• _TASK DIRECTIONS_
Copy every line of the records below word for word, leaving out the pictures.

• _GIVEN DATA_
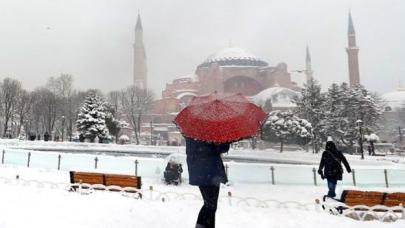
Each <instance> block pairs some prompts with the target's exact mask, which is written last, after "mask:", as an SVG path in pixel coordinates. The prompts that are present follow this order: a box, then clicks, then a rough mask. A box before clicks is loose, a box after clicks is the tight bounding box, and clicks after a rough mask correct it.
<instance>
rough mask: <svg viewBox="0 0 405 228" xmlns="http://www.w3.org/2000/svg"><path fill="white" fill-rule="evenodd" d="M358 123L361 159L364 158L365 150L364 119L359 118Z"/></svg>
mask: <svg viewBox="0 0 405 228" xmlns="http://www.w3.org/2000/svg"><path fill="white" fill-rule="evenodd" d="M356 125H357V127H358V129H359V133H360V137H359V146H360V153H361V159H364V151H363V121H362V120H357V121H356Z"/></svg>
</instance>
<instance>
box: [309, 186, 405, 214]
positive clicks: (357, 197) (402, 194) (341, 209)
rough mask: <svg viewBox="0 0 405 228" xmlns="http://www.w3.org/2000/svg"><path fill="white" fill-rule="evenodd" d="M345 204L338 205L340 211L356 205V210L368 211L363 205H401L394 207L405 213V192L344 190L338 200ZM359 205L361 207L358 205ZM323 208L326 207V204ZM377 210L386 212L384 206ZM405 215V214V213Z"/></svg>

• _REPLY_
Each <instance> block pairs some prompts with the target's exact mask, which is written last, after "mask:", as an SVG path in pixel coordinates. The prompts that are present follow this order: a box, then clicks, then a rough mask. A box before clicks is loose, a box after clicks is the tight bounding box, and clicks after a rough mask correct it.
<instance>
rough mask: <svg viewBox="0 0 405 228" xmlns="http://www.w3.org/2000/svg"><path fill="white" fill-rule="evenodd" d="M358 123L361 159L364 158L365 150L364 119L359 118Z"/></svg>
mask: <svg viewBox="0 0 405 228" xmlns="http://www.w3.org/2000/svg"><path fill="white" fill-rule="evenodd" d="M356 125H357V127H358V129H359V133H360V137H359V146H360V153H361V159H364V151H363V121H362V120H357V121H356Z"/></svg>
</instance>
<instance>
box: [309, 186, 405, 214]
positive clicks: (357, 197) (402, 194) (341, 209)
rough mask: <svg viewBox="0 0 405 228" xmlns="http://www.w3.org/2000/svg"><path fill="white" fill-rule="evenodd" d="M345 204L338 205L340 211L356 205V210L368 211L363 205H401L394 207L405 213V192L344 190L338 200ZM359 205L361 207L358 205ZM323 208L326 207V204ZM377 210L386 212L384 206ZM405 215V214V213Z"/></svg>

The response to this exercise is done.